[Texte]:

○ ○ ○ ○

Sélection littéraire : lectures de vacances

Pour votre été, TelQuel vous propose sept livres, d’auteurs marocains 
et étrangers, à découvrir ou à relire pendant les vacances.

Par

Unsplash

L’Amie prodigieuse, d’Elena Ferrante

En l’espace d’une saga répartie en quatre tomes, la mystérieuse écrivaine napolitaine Elena Ferrante suit le parcours de deux fillettes, Elena et Lila, jusqu’à leur vieillesse, étalant ainsi son récit sur toute la seconde moitié du vingtième siècle.

Si cette tétralogie est d’inspiration autobiographique, chez Ferrante, le réel et le fictif sont indissociables. Avec en arrière-plan une description époustouflante de Naples en pleine ébullition, c’est aussi le souci constant de “devenir” — quelqu’un, quelque chose — que la narratrice place au cœur du récit.

Face à l’angoisse d’un futur qui n’attend pas, la fresque de personnages mis en scène dans la saga raconte, chacun à sa manière, la complexité des relations humaines. Dans L’Amie prodigieuse comme dans tous ses autres romans, Elena Ferrante parvient à placer ses mots là où l’indicible devient naturel et spontané.

De purs hommes, de Mohamed Mbougar Sarr

Cette année, la publication suivie de l’attribution du prix Goncourt à La plus secrète mémoire des hommes s’est soldée par un remarquable engouement de la critique autour de l’écrivain sénégalais Mohamed Mbougar Sarr.

○ ○ ○ ○

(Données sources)

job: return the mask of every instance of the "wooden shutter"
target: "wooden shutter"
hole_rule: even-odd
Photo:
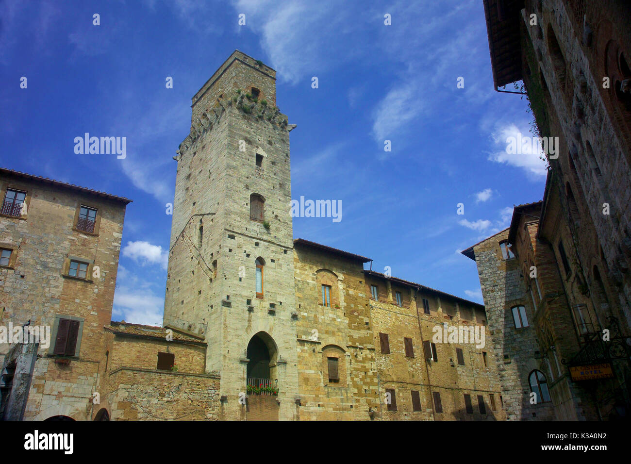
[[[423,354],[425,355],[425,359],[432,359],[432,345],[431,342],[425,340],[423,342]]]
[[[387,406],[387,410],[389,411],[396,411],[396,393],[394,393],[394,390],[392,388],[386,388],[386,393],[390,393],[390,404],[386,405],[386,406]]]
[[[456,348],[456,356],[458,359],[458,364],[461,366],[464,366],[464,357],[463,355],[463,348]]]
[[[412,390],[412,410],[422,411],[421,409],[421,395],[416,390]]]
[[[480,408],[480,414],[487,413],[487,408],[484,405],[484,396],[481,395],[478,395],[478,407]]]
[[[381,345],[382,354],[390,354],[390,340],[388,334],[379,332],[379,344]]]
[[[158,367],[156,369],[158,371],[170,371],[175,360],[175,355],[173,353],[158,353]]]
[[[434,391],[432,396],[434,399],[434,410],[436,412],[442,412],[442,403],[440,402],[440,393]]]
[[[413,358],[414,347],[412,345],[412,339],[404,336],[403,345],[405,346],[405,355],[408,358]]]
[[[327,358],[329,364],[329,381],[332,380],[339,380],[339,374],[338,373],[338,359]]]
[[[71,321],[68,329],[68,341],[66,345],[66,354],[74,356],[76,351],[77,339],[79,338],[79,321]]]
[[[54,354],[66,354],[66,347],[68,343],[68,331],[70,329],[69,319],[60,319],[57,328],[57,338],[55,340]]]
[[[438,352],[436,351],[436,343],[432,343],[432,358],[434,362],[438,362]]]
[[[464,408],[466,409],[468,414],[473,413],[473,405],[471,404],[471,396],[470,395],[464,395]]]

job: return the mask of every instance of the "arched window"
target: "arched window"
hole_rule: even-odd
[[[512,252],[512,245],[507,241],[500,242],[500,249],[502,250],[502,257],[505,259],[512,259],[515,258]]]
[[[257,193],[250,195],[250,219],[252,221],[263,220],[263,206],[265,199]]]
[[[535,400],[537,403],[548,403],[550,401],[550,394],[548,391],[548,381],[541,371],[533,371],[528,378],[530,383],[530,391],[536,395]]]
[[[263,297],[263,267],[265,261],[263,258],[256,258],[256,297]]]

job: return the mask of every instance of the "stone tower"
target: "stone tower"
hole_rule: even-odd
[[[276,107],[275,74],[235,51],[193,97],[191,133],[174,158],[164,324],[205,336],[227,419],[256,412],[239,402],[247,379],[278,389],[278,404],[267,398],[279,419],[297,414],[295,126]]]

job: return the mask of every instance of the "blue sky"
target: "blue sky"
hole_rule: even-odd
[[[339,222],[295,218],[294,237],[481,302],[459,251],[545,181],[538,155],[506,152],[532,117],[493,90],[481,0],[0,0],[2,167],[134,200],[112,318],[162,323],[172,157],[191,97],[235,49],[276,70],[277,105],[298,125],[292,198],[342,202]],[[86,132],[126,136],[127,157],[75,154]]]

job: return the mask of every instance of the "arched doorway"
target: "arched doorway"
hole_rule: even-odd
[[[105,408],[102,408],[99,410],[98,412],[97,413],[97,415],[94,417],[95,420],[109,420],[110,414],[107,412],[107,410]]]
[[[259,332],[250,339],[246,352],[249,360],[247,368],[248,385],[276,386],[277,351],[273,338],[265,332]]]

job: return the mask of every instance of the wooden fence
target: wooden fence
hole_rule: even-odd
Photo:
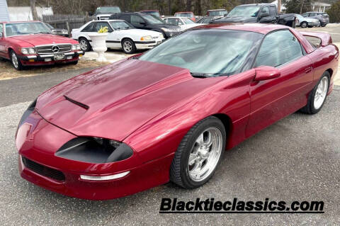
[[[43,16],[42,21],[50,23],[55,28],[67,29],[71,36],[72,29],[79,28],[89,21],[96,19],[94,16],[78,15],[52,15]]]

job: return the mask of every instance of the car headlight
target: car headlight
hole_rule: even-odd
[[[21,53],[23,55],[35,54],[35,49],[33,47],[21,48]]]
[[[109,163],[130,157],[133,151],[128,145],[96,137],[78,137],[65,143],[55,155],[75,161]]]
[[[142,41],[149,41],[152,40],[152,37],[151,37],[150,35],[143,36],[140,38],[140,40]]]

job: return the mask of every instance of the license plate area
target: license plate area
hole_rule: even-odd
[[[55,54],[55,60],[64,60],[65,59],[65,55],[64,54]]]

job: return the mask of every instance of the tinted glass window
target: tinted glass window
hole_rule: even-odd
[[[94,22],[90,23],[85,27],[81,31],[83,32],[91,32],[94,30]]]
[[[264,38],[255,66],[278,67],[301,56],[301,45],[290,31],[276,31]]]
[[[139,16],[131,15],[131,23],[139,25],[140,23],[145,23],[145,21]]]
[[[169,39],[139,59],[186,68],[193,76],[232,75],[242,71],[249,55],[256,52],[262,37],[248,31],[193,30]]]
[[[108,27],[108,32],[112,32],[112,28],[108,25],[108,22],[97,22],[94,27],[94,31],[98,32],[101,28]]]

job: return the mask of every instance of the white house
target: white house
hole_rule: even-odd
[[[332,5],[323,2],[312,2],[312,11],[317,12],[324,12],[331,8]]]
[[[3,0],[0,0],[3,1]],[[36,6],[38,17],[42,15],[53,15],[52,7]],[[9,19],[11,21],[32,21],[32,11],[30,6],[13,6],[8,7]]]
[[[8,21],[9,14],[6,0],[0,0],[0,21]]]

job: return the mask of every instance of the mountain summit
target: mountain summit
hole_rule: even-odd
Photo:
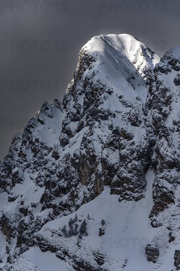
[[[180,269],[179,52],[127,34],[82,48],[3,161],[3,270]]]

○ ○ ○ ○

[Consignes]:
1) Parmi les lignes de données ci-dessus, extrayez sans rien modifier celles qui vont de la ligne contenant « job: return the mask of every instance of the license » jusqu'à la ligne contenant « [[[55,54],[55,60],[64,60],[65,59],[65,55],[64,54]]] », ces deux lignes comprises.
2) Prolongez la sélection de lectures de vacances à partir de l'endroit où elle s'interrompt.

[Corrigés]:
1)
job: return the mask of every instance of the license plate area
target: license plate area
hole_rule: even-odd
[[[55,54],[55,60],[64,60],[65,59],[65,55],[64,54]]]

2)
Pour ceux qui souhaiteraient découvrir davantage le jeune romancier, De purs hommes est le roman qui a précédé son prix Goncourt. D’un œil juste et dépourvu de sentimentalisme, Mbougar Sarr y dépeint les mutations sociales de la société sénégalaise, son tiraillement entre tradition et modernité, et se livre à une tentative d’analyse de la violence — innée ? – qui somnole en chacun de nous.

Le diable est dans les détails, de Leïla Slimani

Ce petit livre, relativement méconnu dans l’œuvre de Leïla Slimani, est un court recueil de textes et nouvelles, suivi d’un entretien de la romancière avec le journaliste et écrivain Eric Fottorino, intitulé Comment j’écris.

Truffé de réflexions percutantes sur l’essence même de la littérature, Le diable est dans les détails, suivi de Comment j’écris, s’impose comme un ouvrage indispensable pour tout lecteur souhaitant mieux comprendre l’œuvre de Leïla Slimani, ainsi que le parcours de la romancière à succès qu’elle est devenue.

Saturne, de Sarah Chiche

Ce roman, que l’auteure dédie à tous les “endeuillés”, est une ode à l’indomptable résilience de ceux qui veulent continuer à vivre.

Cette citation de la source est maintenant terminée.